_Tasks to complete_
**A.** In the Opteron versus Xeon server review excerpt, which power policy was selected when measuring idle power draw under vSphere 4.1?
**B.** Write the next part of the Opteron versus Xeon server review excerpt, picking up right after its final sentence.
start Extract
At first you might surprised that the Intel chips win here, as this was one of the benchmarks where AMD's high-end CPUs excel. But of course, we should not forget that the Magny-cours chips like the Opteron 6174 had twice as many cores as its Xeon competitors. The "Lisbon" CPU only has 50% more cores than its typical Xeon alternatives.

Idle Power Use
According to AMD, the key market for the low power "Lisbon" Opteron EE and HE is the cloud and web hosting space, where achieving the lowest power consumption possible is priority number one. So we measured the idle power draw running vSphere 4.1. The power policy selected was "Balanced".

idle power test

Before we start analyzing the numbers, we must say that the Intel platform can probably go lower. It is possible to use a 450W PSU in this server, but we only had the 650W version available. This is an 80 Plus Silver certified PSU, so it should be at least 75% efficient at 10% load and 85% efficient at 20% load, and we're at around 15% load for this test. Although the idle numbers might be somewhat high for the Intel platform, our real-world power numbers on the next page shouldn't be off by more than a few watts, and those real-world numbers are the ones that count.
end Extract
start Provided data
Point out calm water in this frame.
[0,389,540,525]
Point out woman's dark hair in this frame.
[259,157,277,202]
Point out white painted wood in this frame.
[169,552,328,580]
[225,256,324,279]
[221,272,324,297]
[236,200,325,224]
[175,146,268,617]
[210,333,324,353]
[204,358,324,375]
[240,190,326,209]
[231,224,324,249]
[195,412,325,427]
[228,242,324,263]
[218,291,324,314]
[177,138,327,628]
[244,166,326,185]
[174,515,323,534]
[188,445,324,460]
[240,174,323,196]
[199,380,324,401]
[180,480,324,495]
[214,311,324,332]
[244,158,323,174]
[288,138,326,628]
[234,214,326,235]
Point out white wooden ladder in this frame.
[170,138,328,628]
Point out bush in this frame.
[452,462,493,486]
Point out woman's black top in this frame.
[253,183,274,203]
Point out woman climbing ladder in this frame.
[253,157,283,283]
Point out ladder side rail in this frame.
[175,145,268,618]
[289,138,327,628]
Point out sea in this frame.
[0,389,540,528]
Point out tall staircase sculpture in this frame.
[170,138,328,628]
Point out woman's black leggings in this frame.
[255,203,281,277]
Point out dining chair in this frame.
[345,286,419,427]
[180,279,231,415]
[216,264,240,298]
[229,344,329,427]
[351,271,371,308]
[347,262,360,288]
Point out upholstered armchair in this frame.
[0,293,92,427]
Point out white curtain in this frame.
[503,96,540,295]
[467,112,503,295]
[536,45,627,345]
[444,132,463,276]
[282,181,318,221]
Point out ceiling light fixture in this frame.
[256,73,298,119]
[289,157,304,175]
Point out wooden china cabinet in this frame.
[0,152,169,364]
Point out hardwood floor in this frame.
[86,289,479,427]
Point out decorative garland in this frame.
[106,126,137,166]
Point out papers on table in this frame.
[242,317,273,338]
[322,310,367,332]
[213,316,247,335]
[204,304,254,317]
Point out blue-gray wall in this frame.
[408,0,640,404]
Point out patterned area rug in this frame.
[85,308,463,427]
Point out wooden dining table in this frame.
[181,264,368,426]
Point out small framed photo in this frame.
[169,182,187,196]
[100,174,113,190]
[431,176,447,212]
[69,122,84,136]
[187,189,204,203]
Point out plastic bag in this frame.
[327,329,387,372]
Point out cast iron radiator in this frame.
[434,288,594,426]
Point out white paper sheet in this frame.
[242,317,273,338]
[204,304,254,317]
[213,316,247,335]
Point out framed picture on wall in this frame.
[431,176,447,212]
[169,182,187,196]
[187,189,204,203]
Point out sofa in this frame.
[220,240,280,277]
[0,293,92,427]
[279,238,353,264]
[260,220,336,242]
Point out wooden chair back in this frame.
end Provided data
_Responses by task_
**A.** The "Balanced" power policy.

**B.**
The AMD system came equipped with 16GB of low power DIMMs, but we did not use them for this test. The reason is that our vApusMark II takes 14GB per tile, and our standard test for dual socket systems is to use two tiles. Those two tiles need at least 28GB of RAM, plus some space for the ESX console and hypervisor (0.3 to 0.8 G RAM for the console + 0.5GB to 1GB for the vmkernel). We can show you what effect these low power DIMMs have at idle:

idle power test, Opteron 4162 with different RAMs

Even at idle, a hypervisor has more work to do than a supervisor OS like Windows 2008 R2. The result is a 10% higher power draw at idle. Each regular 1.5V DDR3 DIMM seems to take 0.5W at idle (2 Watt/4). If you replace four regular DDR3 DIMMs with four low power DIMMs at 1.35V, you can cut the RAM power draw in half. Low power DIMMs seem to save 0.3W per DIMM (1.2W / 4) at idle. So all in all, the RAM subsystems seems to draw little power at idle.
When the SQL server 2008 was running at 90% CPU load we measured a difference of 4.9W between four low power and 1.5V DDR-3 DIMMs. So low power DIMMs save you about 1.25W per 4 GB DIMM.

Real-World Power Use
In the real world you do not run your virtualized servers at their maximum just to measure the potential performance, but neither do they run idle. The user base will create a certain workload and expect this workload to be performed with the lowest response times. The general idea behind this new benchmark scenario is that each server runs exactly the same workload and that we then measure the amount of energy consumed.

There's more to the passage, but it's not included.